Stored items
☆ ☆ ☆

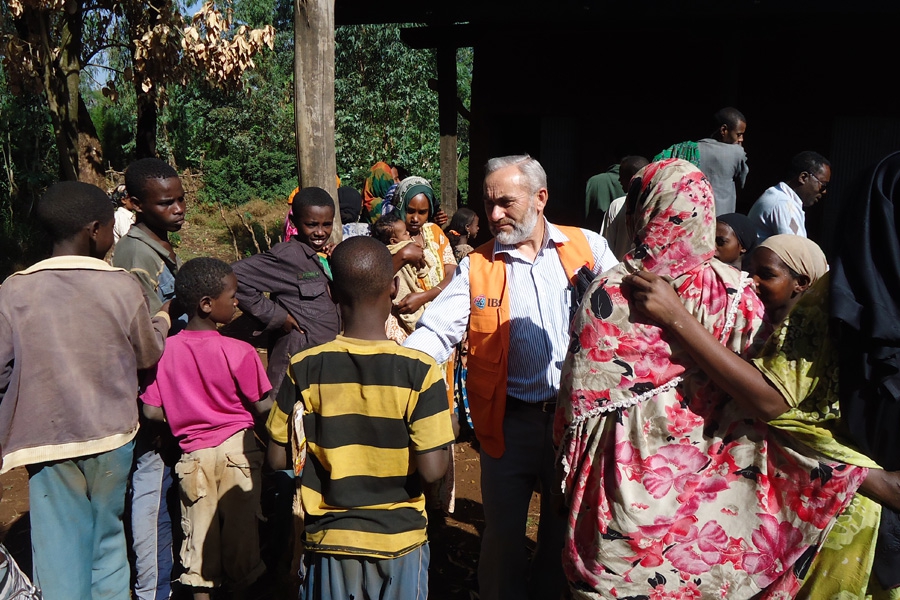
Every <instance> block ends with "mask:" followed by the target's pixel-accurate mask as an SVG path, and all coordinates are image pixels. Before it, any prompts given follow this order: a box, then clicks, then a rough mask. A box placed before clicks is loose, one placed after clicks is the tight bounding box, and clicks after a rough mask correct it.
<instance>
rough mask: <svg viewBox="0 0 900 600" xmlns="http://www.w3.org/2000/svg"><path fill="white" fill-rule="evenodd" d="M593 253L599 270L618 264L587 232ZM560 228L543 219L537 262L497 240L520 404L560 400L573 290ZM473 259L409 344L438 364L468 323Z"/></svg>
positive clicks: (468, 319) (446, 356)
mask: <svg viewBox="0 0 900 600" xmlns="http://www.w3.org/2000/svg"><path fill="white" fill-rule="evenodd" d="M582 231H583V232H584V234H585V236H586V237H587V241H588V244H590V247H591V253H592V254H593V255H594V272H595V273H602V272H603V271H606V270H607V269H609V268H611V267H613V266H615V265H616V264H617V262H618V261H617V260H616V259H615V257H614V256H613V254H612V252H611V251H610V249H609V246H608V245H607V243H606V240H605V239H604V238H603V237H601V236H600V235H598V234H596V233H594V232H592V231H587V230H584V229H582ZM568 239H569V238H568V237H566V235H565V234H563V232H562V231H560V230H559V229H558V228H557V227H555V226H554V225H552V224H550V222H548V221H547V220H546V219H545V220H544V240H543V243H542V244H541V248H540V250H539V251H538V254H537V256H536V257H535V259H534V261H531V260H529V259H528V258H526V257H525V256H524V255H523V254H522V253H521V252H519V250H518V249H516V248H515V246H508V245H505V244H501V243H499V242H498V241H496V240H494V256H497V255H498V254H505V255H506V256H505V257H504V259H503V260H504V262H505V263H506V274H507V281H508V285H509V299H510V302H509V312H510V315H509V316H510V332H509V355H508V375H507V383H506V390H507V394H508V395H510V396H514V397H516V398H519V399H520V400H525V401H531V402H542V401H546V400H552V399H555V398H556V393H557V392H558V391H559V380H560V374H561V369H562V363H563V360H564V359H565V357H566V351H567V349H568V347H569V314H570V312H569V310H570V307H571V290H570V289H569V281H568V278H567V277H566V273H565V271H564V270H563V268H562V263H561V262H560V260H559V255H558V254H557V252H556V244H558V243H561V242H566V241H568ZM470 310H471V297H470V292H469V259H468V257H467V258H464V259H463V260H462V262H461V263H460V264H459V266H458V267H457V269H456V273H455V274H454V276H453V280H452V281H451V282H450V284H449V285H448V286H447V289H445V290H444V291H443V292H441V293H440V295H438V297H437V298H435V299H434V300H433V301H432V302H431V304H430V305H429V306H428V308H427V309H426V310H425V313H424V314H423V315H422V318H421V319H420V320H419V323H418V325H417V327H416V330H415V331H414V332H413V334H412V335H410V336H409V338H407V340H406V342H404V344H403V345H404V346H406V347H409V348H416V349H418V350H421V351H423V352H425V353H426V354H428V355H430V356H432V357H433V358H434V359H435V360H436V361H437V362H439V363H441V362H444V361H446V360H447V358H448V357H449V356H450V354H451V352H452V351H453V348H454V347H455V346H456V344H457V343H459V341H460V340H461V339H462V337H463V334H464V333H465V331H466V328H467V327H468V324H469V311H470Z"/></svg>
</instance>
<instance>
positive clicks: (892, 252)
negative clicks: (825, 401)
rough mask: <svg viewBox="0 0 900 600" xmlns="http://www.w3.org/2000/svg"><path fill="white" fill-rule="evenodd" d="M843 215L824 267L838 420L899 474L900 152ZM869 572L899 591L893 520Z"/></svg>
mask: <svg viewBox="0 0 900 600" xmlns="http://www.w3.org/2000/svg"><path fill="white" fill-rule="evenodd" d="M857 189H858V190H859V191H858V193H857V194H856V195H855V196H852V197H851V198H850V200H851V201H852V202H853V204H852V205H848V206H847V207H846V209H845V210H844V214H843V215H842V216H843V219H842V221H841V222H842V223H843V224H844V226H843V228H842V229H841V230H840V233H841V234H842V235H843V238H842V239H840V240H838V243H837V247H838V252H837V256H836V257H835V259H834V260H833V261H832V263H831V317H832V320H833V325H834V326H835V329H836V333H837V336H838V344H837V347H838V352H839V357H840V363H839V364H840V369H841V374H840V384H839V385H840V399H841V418H842V419H843V421H844V423H845V424H846V428H847V434H848V435H849V437H850V439H851V441H852V442H853V443H854V444H855V445H856V446H857V447H859V449H860V450H862V451H863V452H864V453H865V454H867V455H868V456H869V457H871V458H873V459H875V461H876V462H878V464H879V465H881V466H882V467H884V468H885V469H887V470H889V471H895V470H897V469H898V468H900V435H898V429H900V235H898V233H900V227H898V226H900V222H898V220H900V216H898V213H897V212H896V208H897V207H895V205H894V201H895V199H896V200H898V201H900V152H895V153H893V154H889V155H888V156H886V157H885V158H883V159H882V160H881V162H879V163H878V164H877V165H876V166H875V168H874V169H872V170H870V171H869V172H868V173H867V175H866V176H865V178H864V179H863V180H862V181H861V183H860V185H859V186H858V188H857ZM873 571H874V572H875V574H876V576H877V577H878V580H879V583H881V585H882V587H884V588H885V589H890V588H892V587H896V586H897V585H900V514H898V513H897V512H895V511H893V510H889V509H888V507H884V510H882V513H881V522H880V523H879V526H878V540H877V543H876V544H875V561H874V564H873Z"/></svg>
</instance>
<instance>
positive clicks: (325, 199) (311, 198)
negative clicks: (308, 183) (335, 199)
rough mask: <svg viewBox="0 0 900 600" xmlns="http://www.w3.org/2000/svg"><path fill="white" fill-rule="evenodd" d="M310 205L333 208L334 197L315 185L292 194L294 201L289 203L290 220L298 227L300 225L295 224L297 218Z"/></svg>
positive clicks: (295, 222) (299, 226)
mask: <svg viewBox="0 0 900 600" xmlns="http://www.w3.org/2000/svg"><path fill="white" fill-rule="evenodd" d="M312 206H318V207H320V208H330V209H331V210H334V199H333V198H332V197H331V194H329V193H328V192H326V191H325V190H323V189H322V188H317V187H308V188H303V189H302V190H300V191H299V192H297V195H296V196H294V201H293V202H292V203H291V222H292V223H293V224H294V225H295V226H296V227H297V228H298V229H299V227H300V226H299V225H297V219H299V218H300V213H302V212H303V210H304V209H307V208H310V207H312Z"/></svg>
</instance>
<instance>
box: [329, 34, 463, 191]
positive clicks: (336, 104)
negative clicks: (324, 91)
mask: <svg viewBox="0 0 900 600" xmlns="http://www.w3.org/2000/svg"><path fill="white" fill-rule="evenodd" d="M403 27H407V25H392V24H388V25H353V26H346V27H339V28H338V29H337V31H336V32H335V85H334V94H335V145H336V149H337V165H338V174H339V175H340V176H341V179H342V180H344V183H345V184H347V185H353V186H356V187H358V188H362V186H363V182H364V180H365V178H366V177H367V176H368V174H369V168H370V167H371V166H372V165H373V164H375V163H376V162H378V161H385V162H388V163H397V164H399V165H401V166H403V167H405V168H406V169H407V170H408V171H409V172H410V174H412V175H419V176H421V177H425V178H426V179H428V180H430V181H431V182H432V184H433V185H434V188H435V191H436V192H438V193H440V190H439V188H440V131H439V127H438V95H437V92H436V91H434V90H432V89H431V88H429V86H428V80H429V79H432V78H436V77H437V56H436V53H435V51H434V50H414V49H412V48H409V47H408V46H406V45H405V44H404V43H403V42H402V41H401V40H400V30H401V29H402V28H403ZM457 81H458V88H459V97H460V99H461V100H462V103H463V105H464V106H466V107H467V108H468V107H469V104H470V88H471V81H472V49H471V48H461V49H460V50H459V51H458V53H457ZM458 128H459V133H458V139H457V145H458V152H459V158H460V164H459V183H460V187H461V189H463V190H465V189H466V187H467V185H468V156H469V122H468V120H466V119H464V118H462V117H459V125H458Z"/></svg>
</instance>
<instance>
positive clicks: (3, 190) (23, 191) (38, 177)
mask: <svg viewBox="0 0 900 600" xmlns="http://www.w3.org/2000/svg"><path fill="white" fill-rule="evenodd" d="M0 132H3V134H2V138H0V166H2V175H0V281H2V280H3V279H5V278H6V277H7V276H8V275H10V274H11V273H13V272H14V271H16V270H19V269H22V268H24V267H26V266H28V265H30V264H32V263H34V262H36V261H37V260H39V259H40V258H43V257H44V256H45V255H46V253H47V250H48V243H47V240H46V236H45V235H44V234H43V232H42V231H41V230H40V229H39V228H38V227H37V226H36V224H35V223H34V221H33V219H32V213H33V208H34V202H35V201H36V200H37V198H38V197H39V196H40V194H41V192H43V190H44V189H45V188H46V187H47V186H48V185H50V184H51V183H52V182H53V181H55V180H56V178H57V174H56V144H55V140H54V137H53V129H52V125H51V124H50V117H49V114H48V112H47V109H46V107H45V105H44V103H43V101H42V100H41V98H40V97H39V96H35V95H33V94H27V93H26V94H23V95H21V96H13V95H12V94H10V93H9V92H8V88H7V85H6V77H5V73H4V71H3V69H0Z"/></svg>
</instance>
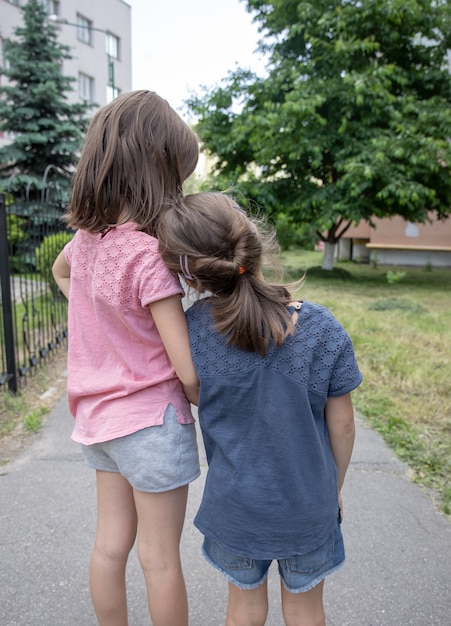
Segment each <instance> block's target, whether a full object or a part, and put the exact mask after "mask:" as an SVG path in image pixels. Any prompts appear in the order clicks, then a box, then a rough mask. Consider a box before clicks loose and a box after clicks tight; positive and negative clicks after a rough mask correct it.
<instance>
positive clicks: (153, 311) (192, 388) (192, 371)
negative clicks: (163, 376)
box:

☆ ☆ ☆

WHAT IS REQUIRED -> Return all lines from the data above with "tight" in them.

RESPONSE ->
Every <instance> block ends with "mask:" followed by the target's pixel-accurate mask as an SVG path, and all coordinates are image pixels. Before it, any prompts given follow this order: a box, then clicks, then a rough mask. A box placed before clicks is loose, one placed after clicks is the tight bounding box, and clicks after a rough mask correct it.
Segment each <instance> block's target, whether a full object or a part, and put the exact mask after "mask:" as an SVG path in image pixels. Any prompts appear in the order clicks, then a box, then a rough mask. Consider a box before clicks loose and a box after clicks tight; positive and negative clicks after a rough mask correct it.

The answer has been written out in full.